▶ _GOAL_
Update the records below by changing every "Please indicate" to "Point to", and leave the rest untouched.

Collection entries:

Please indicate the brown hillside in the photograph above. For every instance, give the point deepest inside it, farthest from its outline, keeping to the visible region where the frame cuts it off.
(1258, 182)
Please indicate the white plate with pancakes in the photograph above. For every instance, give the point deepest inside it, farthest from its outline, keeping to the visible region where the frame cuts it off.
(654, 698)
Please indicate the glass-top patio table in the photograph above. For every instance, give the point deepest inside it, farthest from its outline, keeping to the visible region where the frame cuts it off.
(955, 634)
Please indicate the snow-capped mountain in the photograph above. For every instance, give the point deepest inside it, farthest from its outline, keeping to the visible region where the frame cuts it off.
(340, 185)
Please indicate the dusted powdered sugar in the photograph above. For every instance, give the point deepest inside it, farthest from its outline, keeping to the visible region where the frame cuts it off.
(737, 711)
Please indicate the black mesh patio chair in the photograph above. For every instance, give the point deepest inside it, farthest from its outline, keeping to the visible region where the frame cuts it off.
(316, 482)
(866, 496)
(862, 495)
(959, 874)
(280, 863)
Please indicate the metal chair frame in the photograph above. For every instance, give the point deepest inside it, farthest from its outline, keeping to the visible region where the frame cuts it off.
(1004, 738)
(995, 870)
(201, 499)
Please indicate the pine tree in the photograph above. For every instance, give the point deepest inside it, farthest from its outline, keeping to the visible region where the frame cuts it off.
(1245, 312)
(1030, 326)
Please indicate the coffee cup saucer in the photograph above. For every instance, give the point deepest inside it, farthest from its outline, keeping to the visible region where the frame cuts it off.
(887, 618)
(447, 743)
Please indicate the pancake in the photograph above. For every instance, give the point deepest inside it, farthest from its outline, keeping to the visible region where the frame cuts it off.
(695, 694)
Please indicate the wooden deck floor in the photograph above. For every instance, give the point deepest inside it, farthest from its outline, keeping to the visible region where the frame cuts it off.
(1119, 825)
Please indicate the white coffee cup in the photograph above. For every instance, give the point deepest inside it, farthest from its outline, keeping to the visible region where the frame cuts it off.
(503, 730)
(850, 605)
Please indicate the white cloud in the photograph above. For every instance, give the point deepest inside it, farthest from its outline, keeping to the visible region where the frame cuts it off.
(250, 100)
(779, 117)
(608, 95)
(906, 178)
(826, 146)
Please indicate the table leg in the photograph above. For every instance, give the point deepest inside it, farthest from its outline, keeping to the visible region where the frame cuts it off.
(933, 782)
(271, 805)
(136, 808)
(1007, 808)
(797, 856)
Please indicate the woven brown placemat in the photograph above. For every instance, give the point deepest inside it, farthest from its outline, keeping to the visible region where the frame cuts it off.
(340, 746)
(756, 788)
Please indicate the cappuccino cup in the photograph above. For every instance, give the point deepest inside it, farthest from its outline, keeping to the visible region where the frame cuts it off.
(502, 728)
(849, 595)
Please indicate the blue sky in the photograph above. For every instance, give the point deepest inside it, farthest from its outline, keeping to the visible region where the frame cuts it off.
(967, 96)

▶ _RESPONSE_
Point to the brown hillside in the photograph above. For every instance, give the point deepest inside it, farthest from its outline, keeping to the visible region where the frame cuts it off.
(1258, 182)
Point to the white plate with pancakes in the photograph above. For every instance, give the point deepest inside it, farthest from its outline, keeping to the visible region where the frame cuts it off.
(654, 698)
Point to the glass-top patio table in the photograph above. For every instance, give the point deepest inside it, farthest from its outline, keeping to the visible region where the frame cuts it off.
(955, 634)
Point to the snow-capped mountain in the photograph above. For every instance, give the point deepest inside it, farthest from its outline, keeping to the visible region where the frame cuts it off.
(340, 185)
Point to the dusted powdered sugar in the photograph above. For every instance, give the point deepest inside it, farthest from its outline, keeping to the visible region where the frame cuts it off.
(737, 711)
Point to the black mesh patio chair in the photograph above. For every instance, give the point deepest inside it, farthest from its outline, keeping to the visible region where the frame cuts it off.
(316, 482)
(866, 496)
(862, 495)
(959, 874)
(280, 863)
Point to the metal chair frame in the photograph above. For every instance, give the point deepest inside it, farthest from its outline, keeping to the visible region where the frame cuts it off.
(1004, 738)
(995, 870)
(201, 499)
Point to the pine tree in the photograph above. For every instance, give the point deepest inside it, farthest from its outline, keeping to the visible region where the frame cuts it off.
(1245, 312)
(1030, 326)
Point to the coffee cup saucer in the photograph above. For every instance, give the point deepest inside it, farthest from its outline, keeping to the visible region where the frame cuts it off.
(887, 618)
(447, 743)
Point to the pancake in the photograph above. For every instance, give the point deepest inside it, farthest from its outline, keeping to the visible region where the frame cuts it off.
(695, 694)
Point to the wooden deck floor in the photograph above. For every instance, give the point deepest inside it, farthest from its outline, keeping to the visible region where the frame cuts it off.
(1119, 825)
Point to the white coffee cup in the photograph above. For every instance, give the point deepest inside it, farthest from its outline, keeping to the visible region where the frame cuts it off.
(503, 730)
(850, 605)
Point to the white cloud in the photograph above. For every instance, give the point deepest inside it, farthest from its outline, keeping to the visible region where the frame cuts it off.
(250, 100)
(779, 117)
(608, 95)
(906, 178)
(826, 146)
Point to the table leg in the photograph above. For every instance, give the point deepest inside it, farthest from its outline, keeping to the visible region where the frame cuts it off.
(933, 782)
(271, 805)
(136, 808)
(1007, 808)
(797, 856)
Point to the woven brown placemat in the photograph above. For every instance, give the point deepest inside it, farthest from its outline, keeping to the visible region where the frame cuts it off.
(340, 746)
(756, 788)
Point to the cappuccino cup in the photograph above. For every instance, give the point deepest inside it, farthest from its outline, keeping to the visible region where the frame cuts it off.
(502, 728)
(849, 595)
Point to the blue sky in the photograph above. For every instance, give the point deepest inside it, farthest from its outline, keeping to the visible region where the frame cuts it off.
(967, 96)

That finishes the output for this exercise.